▶ _ASSIGNMENT_:
Go through the entries and set each one down exactly.

--- RECORD SET Enclosed Below ---

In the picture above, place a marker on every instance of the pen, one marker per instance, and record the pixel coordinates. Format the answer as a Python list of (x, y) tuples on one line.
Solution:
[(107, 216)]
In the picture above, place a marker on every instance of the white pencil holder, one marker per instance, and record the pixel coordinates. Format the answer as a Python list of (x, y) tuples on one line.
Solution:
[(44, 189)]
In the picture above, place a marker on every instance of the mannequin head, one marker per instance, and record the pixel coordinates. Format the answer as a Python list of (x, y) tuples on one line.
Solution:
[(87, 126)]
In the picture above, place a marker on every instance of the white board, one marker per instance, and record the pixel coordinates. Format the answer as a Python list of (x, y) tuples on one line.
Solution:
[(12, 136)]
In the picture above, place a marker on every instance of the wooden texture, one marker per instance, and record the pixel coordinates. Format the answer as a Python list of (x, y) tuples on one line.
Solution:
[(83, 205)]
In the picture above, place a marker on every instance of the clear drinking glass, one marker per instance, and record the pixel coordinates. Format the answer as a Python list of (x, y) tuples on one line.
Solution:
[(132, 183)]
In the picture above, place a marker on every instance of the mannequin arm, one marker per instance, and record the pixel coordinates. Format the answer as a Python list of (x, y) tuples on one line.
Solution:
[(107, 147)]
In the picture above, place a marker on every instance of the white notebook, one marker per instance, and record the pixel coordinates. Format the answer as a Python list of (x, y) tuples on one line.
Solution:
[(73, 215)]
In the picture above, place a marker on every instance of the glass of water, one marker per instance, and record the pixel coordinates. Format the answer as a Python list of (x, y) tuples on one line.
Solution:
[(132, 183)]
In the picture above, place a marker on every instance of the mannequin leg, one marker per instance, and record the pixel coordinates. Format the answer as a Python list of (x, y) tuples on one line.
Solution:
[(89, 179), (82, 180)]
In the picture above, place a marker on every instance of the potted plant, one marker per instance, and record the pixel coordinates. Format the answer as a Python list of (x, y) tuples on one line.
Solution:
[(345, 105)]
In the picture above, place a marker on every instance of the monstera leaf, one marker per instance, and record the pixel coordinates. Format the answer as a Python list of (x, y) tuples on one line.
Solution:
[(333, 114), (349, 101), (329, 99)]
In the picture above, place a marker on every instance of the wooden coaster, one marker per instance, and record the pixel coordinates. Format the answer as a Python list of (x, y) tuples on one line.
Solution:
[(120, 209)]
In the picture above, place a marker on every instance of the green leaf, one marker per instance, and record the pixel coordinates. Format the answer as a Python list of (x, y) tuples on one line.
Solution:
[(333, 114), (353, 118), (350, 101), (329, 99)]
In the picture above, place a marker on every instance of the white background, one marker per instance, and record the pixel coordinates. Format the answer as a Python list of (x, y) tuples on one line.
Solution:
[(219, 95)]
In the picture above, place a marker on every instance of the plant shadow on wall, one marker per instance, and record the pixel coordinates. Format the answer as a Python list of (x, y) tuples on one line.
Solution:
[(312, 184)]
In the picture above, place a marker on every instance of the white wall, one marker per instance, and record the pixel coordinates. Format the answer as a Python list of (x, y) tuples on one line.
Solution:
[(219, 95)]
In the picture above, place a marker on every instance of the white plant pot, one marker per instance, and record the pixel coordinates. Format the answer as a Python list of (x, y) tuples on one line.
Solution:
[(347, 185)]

--- End of Enclosed RECORD SET ---

▶ _SOLUTION TO THIS PROBLEM_:
In the picture above, place a marker on every instance of the pen, one marker per instance, and record the pixel coordinates. Format the answer as a Python list of (x, y) tuples on one line.
Solution:
[(107, 216)]
In the picture above, place a marker on every instance of the white pencil holder, one marker per instance, and record the pixel coordinates. Format the answer as a Python list of (x, y) tuples on one line.
Solution:
[(44, 189)]
In the picture above, place a marker on every instance of the mannequin head, one marker per instance, and record the pixel coordinates. Format the answer as a Python list of (x, y) tuples on one line.
Solution:
[(87, 126)]
In the picture above, place a marker on every instance of the white board, one marker per instance, and record the pixel coordinates. Format the answer as a Python list of (x, y) tuples on one line.
Solution:
[(12, 136)]
In the picture above, place a marker on every instance of the wooden texture, one marker per instance, and record the pixel coordinates. Format the answer as a Python list of (x, y) tuples on one line.
Solution:
[(83, 205)]
In the picture above, place a marker on every instance of the clear drinking glass, one marker per instance, and record the pixel coordinates. Format the answer as a Python list of (x, y) tuples on one line.
Solution:
[(132, 183)]
In the picture above, place a marker on every instance of the mannequin arm, one marker per instance, and record the pixel coordinates. Format the answer as a Python list of (x, y) tuples on one line.
Solution:
[(107, 147)]
In the picture above, place a marker on every instance of the white notebook, one marker per instance, and record the pixel coordinates. Format the answer as a Python list of (x, y) tuples on one line.
Solution:
[(73, 215)]
In the picture above, place a marker on every instance of the glass of water, one marker per instance, and record the pixel coordinates. Format the answer as a Python list of (x, y) tuples on one line.
Solution:
[(132, 183)]
In the picture above, place a marker on every instance of the mannequin leg, one marker per instance, and record the pixel coordinates. Format the answer as a Python list of (x, y) tuples on one line.
Solution:
[(89, 179), (82, 180)]
In the picture above, place a marker on every instance of the potted plant, one marker per instance, and record the pixel coordinates. Format the answer as a Python list of (x, y) tuples on one line.
Solution:
[(345, 105)]
In the picture above, place a marker on every instance of the monstera leaf, one marker per instance, and record the pixel coordinates. Format the answer as a Python list of (x, y) tuples on one line.
Solution:
[(333, 114), (349, 101), (329, 99)]
In the picture above, place a marker on every instance of the wooden coaster, one marker per instance, and record the pixel coordinates. Format the answer as a Python list of (x, y) tuples on one line.
Solution:
[(120, 209)]
In the picture above, place a marker on every instance of the green leaf, one marker per instance, and record the pixel coordinates. Format the answer as a Python list of (x, y) tuples on one line.
Solution:
[(333, 114), (353, 118), (350, 101), (329, 99)]
In the picture above, place a marker on every instance of the white background, one marker per instance, and record the pixel coordinates. Format the answer as a Python list of (x, y) tuples on one line.
Solution:
[(219, 95)]
In the picture above, place a marker on every instance of the plant shadow on wall, one marker per instance, and record the pixel coordinates. Format the answer as a Python list of (x, y) tuples on one line.
Solution:
[(312, 184)]
In the picture above, place a marker on every instance of the white wall, one marker per instance, and record the pixel coordinates. Format the answer as a Python list of (x, y) tuples on one line.
Solution:
[(219, 95)]
In the picture above, place a marker on every instance of the white plant pot, one marker per instance, and record the pixel coordinates. Format the answer as a Python list of (x, y) tuples on one line.
Solution:
[(347, 185)]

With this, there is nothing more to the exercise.